━━ DATA EXTRACTS ━━

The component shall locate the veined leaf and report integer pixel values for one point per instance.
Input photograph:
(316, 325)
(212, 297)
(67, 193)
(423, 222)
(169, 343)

━━━

ABOUT THIS TASK => Exactly as given, repeat every record above.

RESPONSE TO THE EXERCISE =>
The component shall locate the veined leaf and report integer pixel values for one point per instance.
Input photograph:
(316, 325)
(212, 297)
(67, 193)
(423, 222)
(169, 343)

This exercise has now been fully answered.